**分析文本**
____

由于生态环境保护是在资本逻辑之外的,因此日本学者岩佐茂认为只有将“资本逻辑”变为“生活逻辑”,才能解决资本主义生态危机和生态环境问题(25)岩佐茂.环境的思想——环境保护与马克思主义的结合处[M].韩立新,等,译.北京:中央编译出版社,2006:149.。毋庸讳言,在社会主义市场经济条件下,资本依然客观存在并发挥着重要的作用。资本在中国经过几十年的发展,已成为推动社会主义现代化的强大力量。“发挥资本的作用,并不意味着陷入资本主义;但若社会由资本主导,必定导致资本主义。”(26)陶富源.用中国特色社会主义制度逻辑规范资本逻辑[J].哲学动态,2018(4):23-31.与资本主义社会坚持以资本的增殖为中心不同,社会主义坚持以人民为中心,将满足人民对美好生活的向往作为出发点和落脚点。在中国特色社会主义背景下,资本的运行必须服务和服从于社会主义的价值目标,而不能凌驾于国家政权和人民利益之上。因此,我们既要充分运用资本,发挥资本的积极作用;同时更要学会驯服和驾驭资本,不能任由资本自发性膨胀。否则,资本必然会越界发展,在贪婪性和自私性本质的趋势下,置公共利益和生态环境于不顾,排斥甚至颠倒社会主义的根本价值追求。我们要不断完善社会主义条件下对资本的驾驭和导控机制。首先,要增强对资本承担生态环境责任的引导。在进一步强化对资本所有者社会主义生态文明观教育的同时,引导其正确认识社会主义条件下资本的社会担当和环境责任,使资本在社会主义核心价值观的引领下,充分发挥在社会主义现代化进程中应有的作用。其次,加强对资本活动的制度和法律约束。社会主义条件下,资本的活动范围必须遵循相应规则,具有明确的经济、政治、社会和文化界限。资本的生产和消费功能的发挥,必须严格限定在人与自然和谐共生的范围内,不能以牺牲生态环境和人民的环境健康为代价,不能以满足资本增殖的欲望为价值旨归。再次,充分发挥社会主义公有制主体地位的优势。在社会主义市场经济中,既有国内资本,也有国际资本;既有私人资本,也有国有资本。我们应该充分发挥社会主义公有制主体地位的经济优势,充分利用国有资本的影响力,引导各类社会资本按照绿色发展的要求,正确处理资本运行与生态环境保护的关系。

____

**所给数据**
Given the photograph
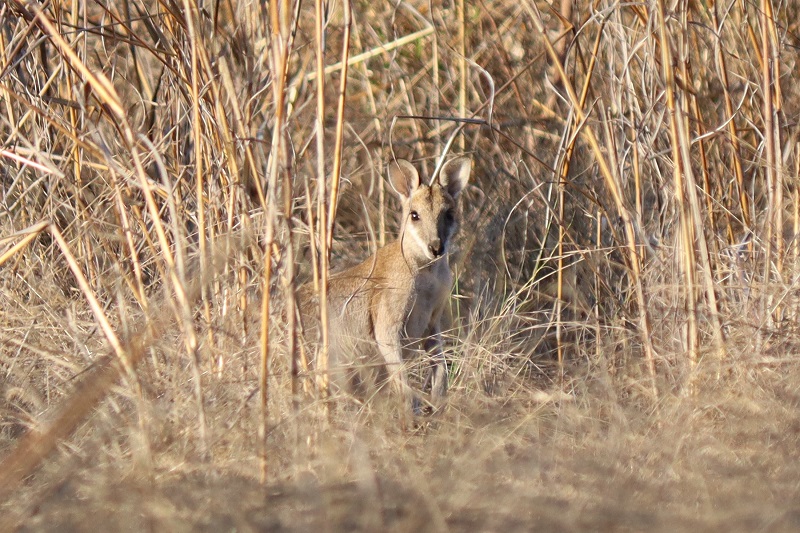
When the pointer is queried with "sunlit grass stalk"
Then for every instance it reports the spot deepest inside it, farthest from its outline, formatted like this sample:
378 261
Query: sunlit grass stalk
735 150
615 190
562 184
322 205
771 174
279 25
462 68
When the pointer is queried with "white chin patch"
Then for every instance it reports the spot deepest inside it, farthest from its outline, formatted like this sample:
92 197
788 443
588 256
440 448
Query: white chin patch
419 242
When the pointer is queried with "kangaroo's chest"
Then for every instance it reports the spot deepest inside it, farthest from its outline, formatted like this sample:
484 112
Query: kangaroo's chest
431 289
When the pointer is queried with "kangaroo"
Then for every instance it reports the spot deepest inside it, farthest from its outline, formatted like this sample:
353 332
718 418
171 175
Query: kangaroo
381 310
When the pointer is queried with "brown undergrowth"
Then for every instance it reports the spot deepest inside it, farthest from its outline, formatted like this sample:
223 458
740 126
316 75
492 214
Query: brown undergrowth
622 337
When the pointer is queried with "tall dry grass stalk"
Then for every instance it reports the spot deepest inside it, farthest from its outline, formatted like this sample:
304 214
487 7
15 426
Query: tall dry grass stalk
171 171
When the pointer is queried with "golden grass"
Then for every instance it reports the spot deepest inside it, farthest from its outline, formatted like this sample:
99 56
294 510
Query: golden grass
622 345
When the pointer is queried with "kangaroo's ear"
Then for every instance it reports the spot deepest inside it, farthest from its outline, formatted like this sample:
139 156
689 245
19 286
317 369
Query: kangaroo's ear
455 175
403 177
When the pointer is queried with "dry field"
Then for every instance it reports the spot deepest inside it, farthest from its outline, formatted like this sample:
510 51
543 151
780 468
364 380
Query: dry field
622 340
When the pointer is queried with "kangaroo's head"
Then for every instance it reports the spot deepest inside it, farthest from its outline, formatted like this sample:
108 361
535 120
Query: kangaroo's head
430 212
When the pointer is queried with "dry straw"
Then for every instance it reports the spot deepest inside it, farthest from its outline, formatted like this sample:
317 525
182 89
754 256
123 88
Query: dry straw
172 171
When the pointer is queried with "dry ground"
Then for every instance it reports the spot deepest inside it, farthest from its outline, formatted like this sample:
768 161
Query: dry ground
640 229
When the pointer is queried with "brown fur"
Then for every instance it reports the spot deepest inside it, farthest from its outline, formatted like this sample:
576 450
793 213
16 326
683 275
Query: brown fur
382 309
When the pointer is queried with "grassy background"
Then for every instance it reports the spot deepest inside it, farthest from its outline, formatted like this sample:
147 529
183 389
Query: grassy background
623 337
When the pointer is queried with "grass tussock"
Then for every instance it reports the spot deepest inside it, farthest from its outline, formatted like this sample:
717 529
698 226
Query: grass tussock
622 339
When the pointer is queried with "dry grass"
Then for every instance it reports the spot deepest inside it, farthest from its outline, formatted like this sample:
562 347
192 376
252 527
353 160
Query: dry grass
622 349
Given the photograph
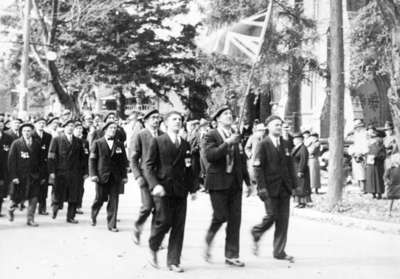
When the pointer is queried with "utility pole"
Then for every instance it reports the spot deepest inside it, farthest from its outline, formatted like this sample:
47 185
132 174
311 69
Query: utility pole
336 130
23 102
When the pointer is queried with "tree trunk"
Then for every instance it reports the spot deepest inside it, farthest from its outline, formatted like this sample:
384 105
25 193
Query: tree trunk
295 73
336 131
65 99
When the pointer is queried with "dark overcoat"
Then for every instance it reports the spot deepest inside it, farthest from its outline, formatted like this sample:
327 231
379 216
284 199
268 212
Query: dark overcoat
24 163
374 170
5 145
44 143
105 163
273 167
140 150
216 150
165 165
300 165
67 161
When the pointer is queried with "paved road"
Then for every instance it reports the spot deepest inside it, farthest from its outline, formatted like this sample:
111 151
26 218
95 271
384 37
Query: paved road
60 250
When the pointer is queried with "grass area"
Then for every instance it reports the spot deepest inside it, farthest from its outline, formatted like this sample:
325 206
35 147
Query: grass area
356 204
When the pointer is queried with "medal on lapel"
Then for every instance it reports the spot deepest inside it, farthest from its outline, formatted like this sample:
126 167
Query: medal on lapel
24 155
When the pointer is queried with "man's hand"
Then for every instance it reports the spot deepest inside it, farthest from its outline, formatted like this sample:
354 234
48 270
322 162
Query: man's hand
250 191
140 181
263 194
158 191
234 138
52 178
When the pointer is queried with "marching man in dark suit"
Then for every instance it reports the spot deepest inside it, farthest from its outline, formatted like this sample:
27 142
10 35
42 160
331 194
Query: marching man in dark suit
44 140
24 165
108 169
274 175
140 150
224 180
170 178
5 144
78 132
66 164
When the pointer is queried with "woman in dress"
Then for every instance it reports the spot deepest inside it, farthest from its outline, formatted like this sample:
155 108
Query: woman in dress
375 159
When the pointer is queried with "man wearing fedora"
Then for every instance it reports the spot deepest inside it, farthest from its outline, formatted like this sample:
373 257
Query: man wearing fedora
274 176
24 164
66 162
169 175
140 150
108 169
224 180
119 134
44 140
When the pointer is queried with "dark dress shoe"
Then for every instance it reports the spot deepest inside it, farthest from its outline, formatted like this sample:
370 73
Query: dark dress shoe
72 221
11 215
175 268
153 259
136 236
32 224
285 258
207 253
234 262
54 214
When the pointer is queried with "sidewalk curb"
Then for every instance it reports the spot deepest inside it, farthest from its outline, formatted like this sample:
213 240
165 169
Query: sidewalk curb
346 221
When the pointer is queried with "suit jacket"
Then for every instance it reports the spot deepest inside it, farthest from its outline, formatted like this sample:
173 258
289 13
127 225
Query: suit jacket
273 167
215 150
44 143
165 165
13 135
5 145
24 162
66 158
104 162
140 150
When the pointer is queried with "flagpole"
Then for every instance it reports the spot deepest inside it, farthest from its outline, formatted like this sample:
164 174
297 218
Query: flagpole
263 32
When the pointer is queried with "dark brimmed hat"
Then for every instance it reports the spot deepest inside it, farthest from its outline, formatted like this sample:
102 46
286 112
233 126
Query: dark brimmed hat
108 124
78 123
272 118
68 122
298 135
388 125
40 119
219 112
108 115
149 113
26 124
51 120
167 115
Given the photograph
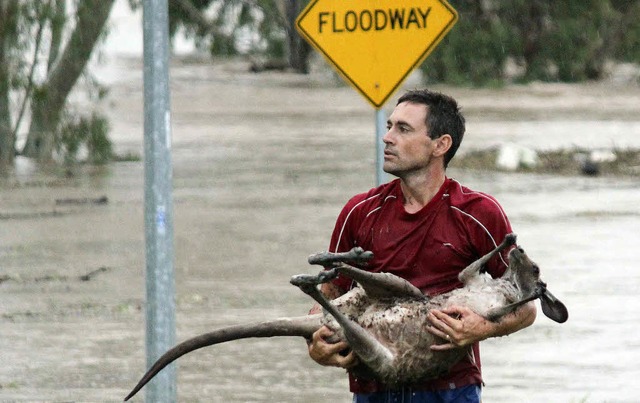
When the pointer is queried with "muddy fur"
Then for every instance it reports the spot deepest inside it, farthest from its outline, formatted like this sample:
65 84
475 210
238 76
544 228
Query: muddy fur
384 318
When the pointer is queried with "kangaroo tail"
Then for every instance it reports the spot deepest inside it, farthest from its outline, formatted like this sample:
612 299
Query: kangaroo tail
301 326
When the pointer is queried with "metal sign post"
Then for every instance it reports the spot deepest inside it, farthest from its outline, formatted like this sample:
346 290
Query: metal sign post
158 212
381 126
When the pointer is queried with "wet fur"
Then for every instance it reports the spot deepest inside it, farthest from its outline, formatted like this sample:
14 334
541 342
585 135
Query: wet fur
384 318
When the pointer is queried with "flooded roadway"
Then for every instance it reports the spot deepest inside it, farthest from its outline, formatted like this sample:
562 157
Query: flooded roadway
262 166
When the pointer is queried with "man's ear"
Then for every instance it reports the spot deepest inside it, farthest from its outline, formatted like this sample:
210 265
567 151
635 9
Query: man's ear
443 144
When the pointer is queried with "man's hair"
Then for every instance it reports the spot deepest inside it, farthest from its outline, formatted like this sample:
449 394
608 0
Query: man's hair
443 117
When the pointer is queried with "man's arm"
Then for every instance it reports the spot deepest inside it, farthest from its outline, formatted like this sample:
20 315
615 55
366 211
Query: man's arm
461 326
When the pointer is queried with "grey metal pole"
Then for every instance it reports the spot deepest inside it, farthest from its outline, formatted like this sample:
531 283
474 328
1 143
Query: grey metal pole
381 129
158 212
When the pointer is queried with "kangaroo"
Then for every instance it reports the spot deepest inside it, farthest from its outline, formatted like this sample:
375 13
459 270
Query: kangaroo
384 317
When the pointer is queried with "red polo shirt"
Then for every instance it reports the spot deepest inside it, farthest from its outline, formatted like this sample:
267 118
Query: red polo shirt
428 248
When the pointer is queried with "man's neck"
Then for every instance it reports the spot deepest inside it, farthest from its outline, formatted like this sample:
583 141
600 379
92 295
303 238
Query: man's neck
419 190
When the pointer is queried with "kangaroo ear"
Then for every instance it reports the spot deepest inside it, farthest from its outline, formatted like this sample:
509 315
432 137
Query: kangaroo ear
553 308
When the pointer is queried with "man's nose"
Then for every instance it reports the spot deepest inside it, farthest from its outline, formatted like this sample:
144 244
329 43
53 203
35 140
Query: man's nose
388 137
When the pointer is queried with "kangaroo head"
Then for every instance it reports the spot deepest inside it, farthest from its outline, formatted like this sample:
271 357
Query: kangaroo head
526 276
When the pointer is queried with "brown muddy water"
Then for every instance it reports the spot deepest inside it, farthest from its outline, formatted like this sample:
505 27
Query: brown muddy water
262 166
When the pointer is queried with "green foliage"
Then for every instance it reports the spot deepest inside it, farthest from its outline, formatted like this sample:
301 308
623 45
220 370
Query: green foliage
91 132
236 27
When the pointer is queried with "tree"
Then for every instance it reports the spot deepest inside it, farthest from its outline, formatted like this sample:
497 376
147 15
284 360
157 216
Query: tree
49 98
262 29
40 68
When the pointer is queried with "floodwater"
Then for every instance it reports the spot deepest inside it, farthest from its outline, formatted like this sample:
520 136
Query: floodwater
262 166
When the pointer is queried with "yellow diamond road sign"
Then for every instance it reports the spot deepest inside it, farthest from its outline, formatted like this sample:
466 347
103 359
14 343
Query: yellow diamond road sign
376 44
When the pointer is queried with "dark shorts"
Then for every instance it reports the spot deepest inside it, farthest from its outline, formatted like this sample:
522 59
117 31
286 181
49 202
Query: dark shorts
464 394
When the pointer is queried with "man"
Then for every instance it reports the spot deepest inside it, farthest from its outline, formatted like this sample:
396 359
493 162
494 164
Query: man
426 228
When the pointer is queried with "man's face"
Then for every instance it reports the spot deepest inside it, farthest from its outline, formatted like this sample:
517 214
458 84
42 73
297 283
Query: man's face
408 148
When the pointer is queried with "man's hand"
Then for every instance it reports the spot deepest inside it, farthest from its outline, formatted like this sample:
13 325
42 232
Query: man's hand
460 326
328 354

____

**任务说明**
请将分析文本中的这句话译成英文:“资本在中国经过几十年的发展,已成为推动社会主义现代化的强大力量。”

**参考答案**
After decades of development in China, capital has become a powerful force driving socialist modernization.